# TEXTE SUPPORT:
<<<<
Il y a 10 ans : l’attentat contre le bus du Togo

A une époque pas si lointaine, lorsque Soprano faisait encore de la bonne musique, il chantait dans Hiro : « Si j’avais eu le pouvoir de Hiro Nakamura, […] J’aurais été en Angola, pour aller dire à l’équipe d’Adebayor de ne pas prendre la route ». Le rappeur marseillais fait ici directement référence à l’attentat qu’a subi la sélection nationale du Togo, en marge de la Coupe d’Afrique des Nations (CAN) organisée en Angola. C’était il y a 10 ans jour pour jour, le 8 janvier 2010. L’occasion de revenir sur cet événement marquant de la décennie écoulée, pourtant oublié à de nombreux égards.
>>>>
# EXERCICES ÉCRITS:
(a) Relevez tous les noms de personnes ou de personnages cités dans le texte sur l'attentat contre le bus du Togo.
(b) Recopiez fidèlement le passage du texte sur l'attentat contre le bus du Togo, de « A une époque » à « de nombreux égards. ».

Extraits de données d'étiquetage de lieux
<<<<
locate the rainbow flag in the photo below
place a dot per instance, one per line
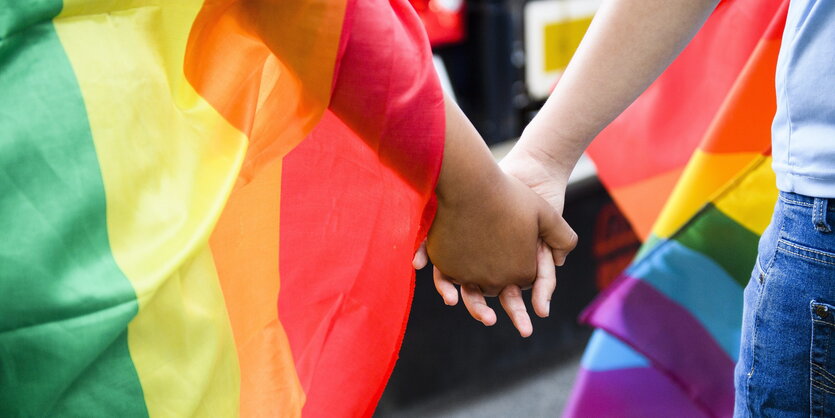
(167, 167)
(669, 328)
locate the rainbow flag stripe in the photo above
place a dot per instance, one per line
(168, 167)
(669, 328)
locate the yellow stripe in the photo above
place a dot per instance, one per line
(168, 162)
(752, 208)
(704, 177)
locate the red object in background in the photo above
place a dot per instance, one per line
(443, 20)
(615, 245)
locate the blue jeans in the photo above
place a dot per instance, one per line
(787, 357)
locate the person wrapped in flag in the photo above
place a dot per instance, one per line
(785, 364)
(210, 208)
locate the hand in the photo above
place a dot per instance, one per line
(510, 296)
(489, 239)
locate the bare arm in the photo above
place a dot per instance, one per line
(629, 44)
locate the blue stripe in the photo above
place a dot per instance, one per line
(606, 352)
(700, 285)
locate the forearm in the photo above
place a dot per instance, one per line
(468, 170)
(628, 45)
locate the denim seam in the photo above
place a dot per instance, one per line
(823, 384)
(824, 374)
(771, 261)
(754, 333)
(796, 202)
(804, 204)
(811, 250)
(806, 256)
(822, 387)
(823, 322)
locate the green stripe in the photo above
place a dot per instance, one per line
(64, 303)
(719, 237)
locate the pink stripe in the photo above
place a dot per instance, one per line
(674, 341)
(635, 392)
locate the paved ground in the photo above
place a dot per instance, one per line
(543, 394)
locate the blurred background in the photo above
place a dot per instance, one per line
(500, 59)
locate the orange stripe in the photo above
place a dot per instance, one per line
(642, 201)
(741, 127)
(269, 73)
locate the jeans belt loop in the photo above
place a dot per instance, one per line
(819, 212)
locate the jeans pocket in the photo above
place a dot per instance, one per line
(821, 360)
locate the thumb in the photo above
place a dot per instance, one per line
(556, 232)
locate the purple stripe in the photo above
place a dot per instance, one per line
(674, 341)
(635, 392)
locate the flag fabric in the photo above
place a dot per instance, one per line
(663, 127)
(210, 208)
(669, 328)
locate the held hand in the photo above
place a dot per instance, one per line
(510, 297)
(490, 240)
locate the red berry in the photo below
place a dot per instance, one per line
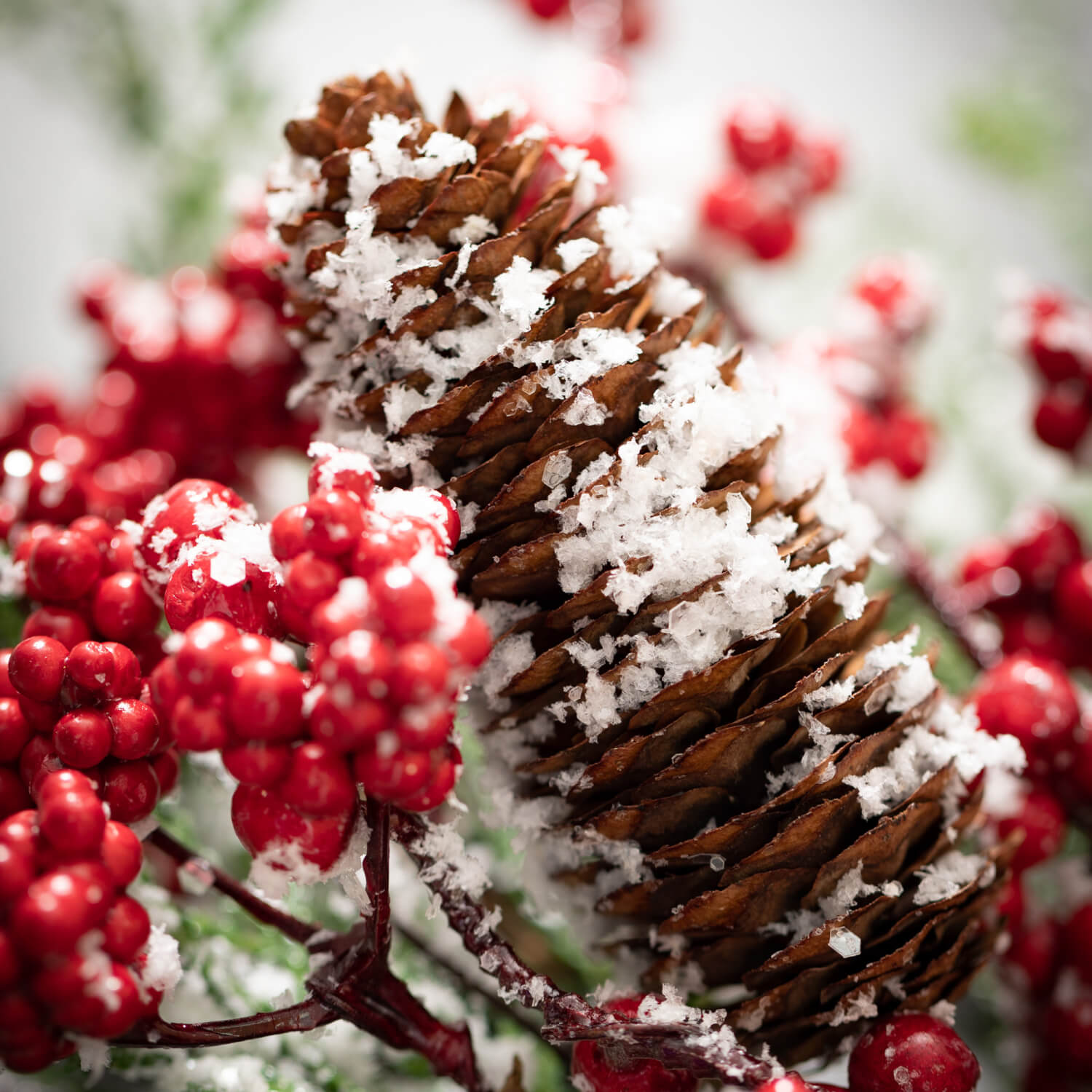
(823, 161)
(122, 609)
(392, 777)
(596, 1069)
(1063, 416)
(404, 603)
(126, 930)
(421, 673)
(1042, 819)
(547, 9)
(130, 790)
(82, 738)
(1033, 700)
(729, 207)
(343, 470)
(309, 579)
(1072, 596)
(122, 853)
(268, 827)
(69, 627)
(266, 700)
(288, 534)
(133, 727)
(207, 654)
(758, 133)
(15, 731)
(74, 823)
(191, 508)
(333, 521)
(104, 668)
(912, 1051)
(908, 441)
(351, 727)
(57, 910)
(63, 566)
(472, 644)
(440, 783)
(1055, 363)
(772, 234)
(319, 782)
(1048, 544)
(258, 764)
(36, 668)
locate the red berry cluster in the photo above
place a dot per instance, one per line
>>>>
# CORRIGÉS COMPLETS:
(a) Soprano, Hiro Nakamura, Adebayor

(b)
A une époque pas si lointaine, lorsque Soprano faisait encore de la bonne musique, il chantait dans Hiro : « Si j’avais eu le pouvoir de Hiro Nakamura, […] J’aurais été en Angola, pour aller dire à l’équipe d’Adebayor de ne pas prendre la route ». Le rappeur marseillais fait ici directement référence à l’attentat qu’a subi la sélection nationale du Togo, en marge de la Coupe d’Afrique des Nations (CAN) organisée en Angola. C’était il y a 10 ans jour pour jour, le 8 janvier 2010. L’occasion de revenir sur cet événement marquant de la décennie écoulée, pourtant oublié à de nombreux égards.